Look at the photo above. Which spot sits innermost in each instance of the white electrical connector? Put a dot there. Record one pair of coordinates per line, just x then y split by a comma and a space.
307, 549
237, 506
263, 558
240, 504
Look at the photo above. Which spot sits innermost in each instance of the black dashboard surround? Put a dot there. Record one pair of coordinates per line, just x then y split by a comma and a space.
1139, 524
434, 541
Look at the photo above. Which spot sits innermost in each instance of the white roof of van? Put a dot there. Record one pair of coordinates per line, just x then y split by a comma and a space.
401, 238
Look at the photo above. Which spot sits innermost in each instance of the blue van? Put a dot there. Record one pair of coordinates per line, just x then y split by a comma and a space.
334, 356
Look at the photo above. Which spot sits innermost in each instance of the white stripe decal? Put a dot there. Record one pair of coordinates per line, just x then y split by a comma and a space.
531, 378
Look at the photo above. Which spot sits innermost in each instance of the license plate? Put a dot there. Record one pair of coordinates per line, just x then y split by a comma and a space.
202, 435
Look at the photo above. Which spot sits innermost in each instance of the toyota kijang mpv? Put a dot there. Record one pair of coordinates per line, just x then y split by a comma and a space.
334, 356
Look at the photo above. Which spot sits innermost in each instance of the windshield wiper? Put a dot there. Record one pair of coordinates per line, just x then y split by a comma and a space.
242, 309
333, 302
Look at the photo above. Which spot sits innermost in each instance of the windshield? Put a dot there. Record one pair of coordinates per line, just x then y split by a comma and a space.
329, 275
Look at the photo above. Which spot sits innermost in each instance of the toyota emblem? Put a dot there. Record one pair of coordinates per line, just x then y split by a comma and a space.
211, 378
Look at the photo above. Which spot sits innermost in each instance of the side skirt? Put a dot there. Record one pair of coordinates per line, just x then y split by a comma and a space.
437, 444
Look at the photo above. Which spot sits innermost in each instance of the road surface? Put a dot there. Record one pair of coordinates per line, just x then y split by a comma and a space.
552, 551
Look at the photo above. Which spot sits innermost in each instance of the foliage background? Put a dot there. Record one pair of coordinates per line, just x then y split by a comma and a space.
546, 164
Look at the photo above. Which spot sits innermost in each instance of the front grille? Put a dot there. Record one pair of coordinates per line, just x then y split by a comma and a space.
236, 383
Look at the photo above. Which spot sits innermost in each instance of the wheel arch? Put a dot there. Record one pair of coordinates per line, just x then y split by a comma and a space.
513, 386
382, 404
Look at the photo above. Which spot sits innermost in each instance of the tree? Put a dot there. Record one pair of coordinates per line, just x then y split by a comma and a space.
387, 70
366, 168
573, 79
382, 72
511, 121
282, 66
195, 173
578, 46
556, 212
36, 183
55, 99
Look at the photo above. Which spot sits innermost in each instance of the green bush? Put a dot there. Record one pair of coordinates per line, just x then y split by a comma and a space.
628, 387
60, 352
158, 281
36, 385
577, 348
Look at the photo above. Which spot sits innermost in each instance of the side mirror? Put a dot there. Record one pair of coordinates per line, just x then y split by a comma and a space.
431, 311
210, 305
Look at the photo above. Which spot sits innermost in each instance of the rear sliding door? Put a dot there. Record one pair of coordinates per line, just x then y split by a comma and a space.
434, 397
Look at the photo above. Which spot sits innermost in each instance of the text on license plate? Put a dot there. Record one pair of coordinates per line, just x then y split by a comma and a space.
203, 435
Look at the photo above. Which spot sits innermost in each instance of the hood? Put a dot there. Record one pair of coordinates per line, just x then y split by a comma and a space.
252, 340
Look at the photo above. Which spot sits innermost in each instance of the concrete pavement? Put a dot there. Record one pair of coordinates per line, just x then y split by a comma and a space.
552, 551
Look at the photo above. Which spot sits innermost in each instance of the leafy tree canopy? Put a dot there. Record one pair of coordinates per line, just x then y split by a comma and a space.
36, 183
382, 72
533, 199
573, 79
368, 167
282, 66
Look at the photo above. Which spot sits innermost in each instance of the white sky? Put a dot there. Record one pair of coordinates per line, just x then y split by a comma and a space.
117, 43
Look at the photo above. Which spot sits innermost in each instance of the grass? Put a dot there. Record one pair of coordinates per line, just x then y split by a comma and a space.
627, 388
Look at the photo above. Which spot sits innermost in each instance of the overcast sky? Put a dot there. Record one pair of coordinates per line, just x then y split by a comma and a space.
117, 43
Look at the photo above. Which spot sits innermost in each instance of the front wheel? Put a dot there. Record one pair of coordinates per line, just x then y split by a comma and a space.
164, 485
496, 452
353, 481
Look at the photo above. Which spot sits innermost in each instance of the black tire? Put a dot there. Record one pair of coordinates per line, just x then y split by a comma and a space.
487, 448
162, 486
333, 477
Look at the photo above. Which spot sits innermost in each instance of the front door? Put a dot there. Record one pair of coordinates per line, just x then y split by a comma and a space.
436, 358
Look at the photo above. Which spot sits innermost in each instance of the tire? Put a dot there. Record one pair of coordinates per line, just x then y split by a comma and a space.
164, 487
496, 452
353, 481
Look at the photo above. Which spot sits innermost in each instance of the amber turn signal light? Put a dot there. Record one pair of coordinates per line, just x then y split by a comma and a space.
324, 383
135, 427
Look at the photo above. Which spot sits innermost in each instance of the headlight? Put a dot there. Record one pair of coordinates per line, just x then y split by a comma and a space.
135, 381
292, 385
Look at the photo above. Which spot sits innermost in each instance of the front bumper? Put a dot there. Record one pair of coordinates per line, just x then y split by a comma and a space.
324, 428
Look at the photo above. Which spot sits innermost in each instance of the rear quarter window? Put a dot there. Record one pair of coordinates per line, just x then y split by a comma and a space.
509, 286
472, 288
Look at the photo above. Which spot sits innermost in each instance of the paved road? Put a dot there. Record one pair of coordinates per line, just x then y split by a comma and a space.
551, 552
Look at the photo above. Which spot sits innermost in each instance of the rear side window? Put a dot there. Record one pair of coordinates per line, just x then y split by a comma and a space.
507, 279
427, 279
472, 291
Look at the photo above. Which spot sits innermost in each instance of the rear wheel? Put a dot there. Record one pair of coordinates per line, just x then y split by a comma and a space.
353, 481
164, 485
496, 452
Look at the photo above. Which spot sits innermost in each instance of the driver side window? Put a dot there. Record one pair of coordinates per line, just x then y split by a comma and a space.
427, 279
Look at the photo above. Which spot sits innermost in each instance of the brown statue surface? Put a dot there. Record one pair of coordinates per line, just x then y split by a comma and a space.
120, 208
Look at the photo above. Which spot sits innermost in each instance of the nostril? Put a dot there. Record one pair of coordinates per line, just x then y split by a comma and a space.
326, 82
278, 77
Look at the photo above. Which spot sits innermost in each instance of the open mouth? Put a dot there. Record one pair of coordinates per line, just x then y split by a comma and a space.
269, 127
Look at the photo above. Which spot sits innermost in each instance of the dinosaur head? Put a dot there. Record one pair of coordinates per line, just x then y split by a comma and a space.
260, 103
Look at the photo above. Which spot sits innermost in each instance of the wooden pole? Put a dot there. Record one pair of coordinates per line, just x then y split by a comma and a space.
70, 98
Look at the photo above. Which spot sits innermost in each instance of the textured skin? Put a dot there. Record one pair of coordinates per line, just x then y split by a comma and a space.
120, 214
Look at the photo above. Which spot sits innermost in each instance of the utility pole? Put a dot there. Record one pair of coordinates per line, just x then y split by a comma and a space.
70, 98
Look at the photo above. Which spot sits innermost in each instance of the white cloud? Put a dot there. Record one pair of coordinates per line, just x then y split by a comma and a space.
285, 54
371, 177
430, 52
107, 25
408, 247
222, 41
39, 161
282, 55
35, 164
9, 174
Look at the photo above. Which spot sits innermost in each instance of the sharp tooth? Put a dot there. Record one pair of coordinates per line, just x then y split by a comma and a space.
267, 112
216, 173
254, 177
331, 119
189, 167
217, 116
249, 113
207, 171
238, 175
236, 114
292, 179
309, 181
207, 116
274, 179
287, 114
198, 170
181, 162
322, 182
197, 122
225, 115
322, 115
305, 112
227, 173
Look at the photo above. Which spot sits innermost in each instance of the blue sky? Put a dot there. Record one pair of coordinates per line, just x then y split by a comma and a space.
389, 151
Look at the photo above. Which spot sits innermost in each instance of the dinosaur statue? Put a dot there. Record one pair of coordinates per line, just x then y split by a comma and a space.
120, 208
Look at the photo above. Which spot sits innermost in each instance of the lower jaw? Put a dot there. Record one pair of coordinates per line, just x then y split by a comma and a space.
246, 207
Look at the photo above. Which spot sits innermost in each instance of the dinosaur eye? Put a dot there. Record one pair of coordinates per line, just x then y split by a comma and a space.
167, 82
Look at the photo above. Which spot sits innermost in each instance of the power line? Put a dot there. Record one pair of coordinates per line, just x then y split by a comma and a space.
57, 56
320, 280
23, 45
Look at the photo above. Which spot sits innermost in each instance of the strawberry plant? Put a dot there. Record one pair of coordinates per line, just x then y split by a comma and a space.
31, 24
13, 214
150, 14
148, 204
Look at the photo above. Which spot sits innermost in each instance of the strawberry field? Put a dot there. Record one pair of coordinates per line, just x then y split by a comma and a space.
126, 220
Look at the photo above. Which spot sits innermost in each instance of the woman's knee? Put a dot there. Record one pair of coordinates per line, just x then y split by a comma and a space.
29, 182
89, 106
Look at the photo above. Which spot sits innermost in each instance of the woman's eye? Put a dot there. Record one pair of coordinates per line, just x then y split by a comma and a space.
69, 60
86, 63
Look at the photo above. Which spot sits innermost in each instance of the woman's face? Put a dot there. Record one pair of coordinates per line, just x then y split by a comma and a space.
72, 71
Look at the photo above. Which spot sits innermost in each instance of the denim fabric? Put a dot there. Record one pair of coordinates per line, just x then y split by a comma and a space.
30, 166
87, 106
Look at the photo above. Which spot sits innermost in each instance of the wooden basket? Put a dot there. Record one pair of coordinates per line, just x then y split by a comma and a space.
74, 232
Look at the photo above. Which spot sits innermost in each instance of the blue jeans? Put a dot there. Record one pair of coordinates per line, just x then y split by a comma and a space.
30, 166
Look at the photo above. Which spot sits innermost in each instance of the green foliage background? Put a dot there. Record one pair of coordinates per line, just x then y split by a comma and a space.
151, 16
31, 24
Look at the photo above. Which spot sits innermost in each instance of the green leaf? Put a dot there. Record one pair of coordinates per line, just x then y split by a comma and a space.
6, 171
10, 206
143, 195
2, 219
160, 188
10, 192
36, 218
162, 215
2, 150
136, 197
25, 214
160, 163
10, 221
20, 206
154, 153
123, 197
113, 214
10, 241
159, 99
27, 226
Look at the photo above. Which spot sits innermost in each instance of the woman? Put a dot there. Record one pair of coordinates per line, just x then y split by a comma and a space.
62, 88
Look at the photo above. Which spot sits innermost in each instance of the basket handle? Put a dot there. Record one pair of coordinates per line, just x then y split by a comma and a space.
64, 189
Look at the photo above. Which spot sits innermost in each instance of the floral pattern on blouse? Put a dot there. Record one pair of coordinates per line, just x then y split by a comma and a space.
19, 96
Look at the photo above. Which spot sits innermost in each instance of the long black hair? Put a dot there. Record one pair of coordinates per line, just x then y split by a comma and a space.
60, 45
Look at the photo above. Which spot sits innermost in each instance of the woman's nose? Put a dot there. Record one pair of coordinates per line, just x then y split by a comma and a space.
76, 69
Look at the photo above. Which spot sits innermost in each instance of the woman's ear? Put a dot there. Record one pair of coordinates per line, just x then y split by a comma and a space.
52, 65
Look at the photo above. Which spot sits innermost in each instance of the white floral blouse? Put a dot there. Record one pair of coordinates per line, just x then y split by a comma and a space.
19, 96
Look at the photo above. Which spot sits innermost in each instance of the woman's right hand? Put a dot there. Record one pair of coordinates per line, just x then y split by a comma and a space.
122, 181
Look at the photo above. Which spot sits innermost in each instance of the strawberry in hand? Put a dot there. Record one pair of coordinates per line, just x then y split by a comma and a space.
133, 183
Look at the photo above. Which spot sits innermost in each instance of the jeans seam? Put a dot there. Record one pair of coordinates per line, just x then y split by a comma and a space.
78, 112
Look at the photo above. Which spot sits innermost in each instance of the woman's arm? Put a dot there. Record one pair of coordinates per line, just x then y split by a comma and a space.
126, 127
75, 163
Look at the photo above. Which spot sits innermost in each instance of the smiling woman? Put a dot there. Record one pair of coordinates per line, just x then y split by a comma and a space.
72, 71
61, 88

○ ○ ○

Problem statement: Quote only the lines from the line containing "the woman's ear?" through the end of the entries, keeping the first and the last.

Task solution:
Look at the photo above. Which spot sits innermost in each instance of the woman's ear? Put a dot there. Record one pair of coordinates per line, just x then y split by a comma and a space.
52, 65
Look at the photo above. Which spot sits innermost in each instance of the white floral blouse? Put a dot there. Record one pair of coordinates per line, just x then y split by a comma and a space.
19, 96
Look at the photo above. Which spot sits innermost in each instance of the woman's right hand? Put a dot there. Record one pair of coordinates per line, just x then y split by a comma and a space.
122, 181
Look at the photo above. Which spot sits innermost in each instance of the strawberry in hand? Put a dot there. Record one pair of coordinates per line, just x then y split by a comma and a space.
133, 183
Look at the photo above. Which spot sits innermost in each instance of the jeans seam? Put a dot there. Record one pair of coordinates per line, just x then y split by a comma and a space.
78, 112
Look at the photo above. Which spot sits innermost in each instance of the woman's arm? Put a dot there. Record one pair of coordinates per line, just x then y split by a comma and a space.
126, 127
75, 163
Look at the photo above. Which spot sits innermost in each instance of the smiling woman? Put a dot there. Record one pair of coordinates per line, just x then y split by a comma and a space.
72, 71
61, 88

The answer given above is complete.